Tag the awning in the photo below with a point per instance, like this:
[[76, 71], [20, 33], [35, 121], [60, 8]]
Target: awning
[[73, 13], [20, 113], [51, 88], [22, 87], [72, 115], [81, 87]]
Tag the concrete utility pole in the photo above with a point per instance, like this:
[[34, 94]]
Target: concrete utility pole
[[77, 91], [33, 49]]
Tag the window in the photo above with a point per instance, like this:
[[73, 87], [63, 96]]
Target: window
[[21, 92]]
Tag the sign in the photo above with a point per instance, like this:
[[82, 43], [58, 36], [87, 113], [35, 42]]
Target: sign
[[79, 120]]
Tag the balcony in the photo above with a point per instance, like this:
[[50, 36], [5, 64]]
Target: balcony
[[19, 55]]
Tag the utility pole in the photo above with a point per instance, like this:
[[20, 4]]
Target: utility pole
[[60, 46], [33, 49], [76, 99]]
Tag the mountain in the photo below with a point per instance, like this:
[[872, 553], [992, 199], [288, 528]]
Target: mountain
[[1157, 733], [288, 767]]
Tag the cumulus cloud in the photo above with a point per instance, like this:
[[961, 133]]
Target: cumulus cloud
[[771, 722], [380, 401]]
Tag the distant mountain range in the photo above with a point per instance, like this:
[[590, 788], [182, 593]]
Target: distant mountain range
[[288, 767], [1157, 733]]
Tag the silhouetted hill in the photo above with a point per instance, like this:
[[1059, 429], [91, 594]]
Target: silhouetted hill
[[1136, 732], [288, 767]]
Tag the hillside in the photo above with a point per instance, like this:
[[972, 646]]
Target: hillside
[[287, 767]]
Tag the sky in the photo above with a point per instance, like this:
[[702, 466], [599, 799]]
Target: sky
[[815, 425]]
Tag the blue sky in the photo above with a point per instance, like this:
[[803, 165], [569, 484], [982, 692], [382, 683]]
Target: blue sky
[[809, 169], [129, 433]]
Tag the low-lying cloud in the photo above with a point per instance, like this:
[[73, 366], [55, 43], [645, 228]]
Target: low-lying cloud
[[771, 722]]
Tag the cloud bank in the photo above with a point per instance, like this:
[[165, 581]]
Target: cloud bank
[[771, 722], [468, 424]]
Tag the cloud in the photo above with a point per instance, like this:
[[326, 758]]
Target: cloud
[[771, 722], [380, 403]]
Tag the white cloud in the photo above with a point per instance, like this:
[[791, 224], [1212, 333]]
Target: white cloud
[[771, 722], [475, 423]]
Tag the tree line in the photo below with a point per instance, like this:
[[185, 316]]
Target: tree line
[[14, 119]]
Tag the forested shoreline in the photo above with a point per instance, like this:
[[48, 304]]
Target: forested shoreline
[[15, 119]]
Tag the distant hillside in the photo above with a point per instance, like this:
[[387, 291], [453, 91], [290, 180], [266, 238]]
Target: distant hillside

━━━

• _The task_
Rewrite all of the lines above, swapping "a point per instance" for "one point per instance" at every occurrence and leaving everything else unchanged.

• _The solution_
Tag the awning in the photo below with one point per instance, like this:
[[76, 71], [20, 33], [35, 121], [60, 8]]
Target: awning
[[73, 13], [20, 113], [51, 88], [22, 87], [72, 115], [81, 87]]
Tag the concrete utility pole in the photo above with one point per instance, like this:
[[34, 94]]
Target: concrete utility pole
[[77, 91], [33, 49]]
Tag the window in the photo above with one point per instance, like this:
[[73, 87], [63, 96]]
Target: window
[[21, 92]]
Tag the sign in the photo above with one point per instance, like this:
[[82, 43], [58, 36], [87, 113], [35, 42]]
Target: sign
[[79, 120]]
Tag the balcony in the photo above with one point per instance, like this:
[[50, 36], [5, 64]]
Target: balcony
[[19, 55]]
Tag the utility pole in the photo above with one point per instance, like this:
[[20, 4]]
Target: utility pole
[[60, 46], [33, 49], [76, 99]]
Tag the mountain in the photo below with one point per instance, like this:
[[872, 553], [992, 199], [288, 528]]
Target: mountain
[[1157, 733], [288, 767]]
Tag the cumulus cloud in the photo above with one point per instance, like this:
[[961, 133]]
Target: cumulus cloud
[[771, 722], [380, 401]]
Tag the distant mountain range in the photo above with one point per instance, like this:
[[590, 788], [182, 593]]
Target: distant mountain range
[[288, 767], [1157, 733]]
Tag the silhouetted hill in the photo above with one point per instance, like this:
[[1059, 429], [91, 594]]
Target: silhouetted hill
[[1136, 732], [288, 767]]
Tag the hillside in the photo above with one point per instance, like this:
[[972, 646]]
Target: hillside
[[287, 767]]
Tag the sky in the photo above with one point per instance, like this:
[[702, 466], [599, 799]]
Target: sky
[[815, 425]]
Tag the blue sky in the photo above with one point per instance, like this:
[[803, 165], [569, 484], [982, 692], [382, 683]]
Target: blue sky
[[809, 169], [129, 433]]
Tag the low-lying cloud in the photo above with one point per instance, like this:
[[73, 366], [55, 43], [645, 228]]
Target: low-lying cloud
[[771, 722]]
Tag the cloud bank in the photo above with one point per instance, like this:
[[165, 581]]
Target: cloud bank
[[771, 722], [468, 424]]
Tag the cloud in the photo above with one point per instance, like this:
[[326, 758]]
Target: cloud
[[771, 722], [380, 403]]
Tag the white cloud in the photo above with one point per instance, like this:
[[791, 224], [1212, 333]]
Target: white cloud
[[771, 722], [475, 423]]
Tag the tree line in the photo below with one point per instance, like this:
[[185, 316]]
Target: tree line
[[14, 119]]
Tag the forested shoreline in the photo above with one point per instance, like this:
[[48, 304]]
Target: forested shoreline
[[15, 119]]
Tag the distant hillside in the photo above with one point per instance, like this:
[[387, 291], [453, 91], [290, 180], [266, 238]]
Target: distant hillside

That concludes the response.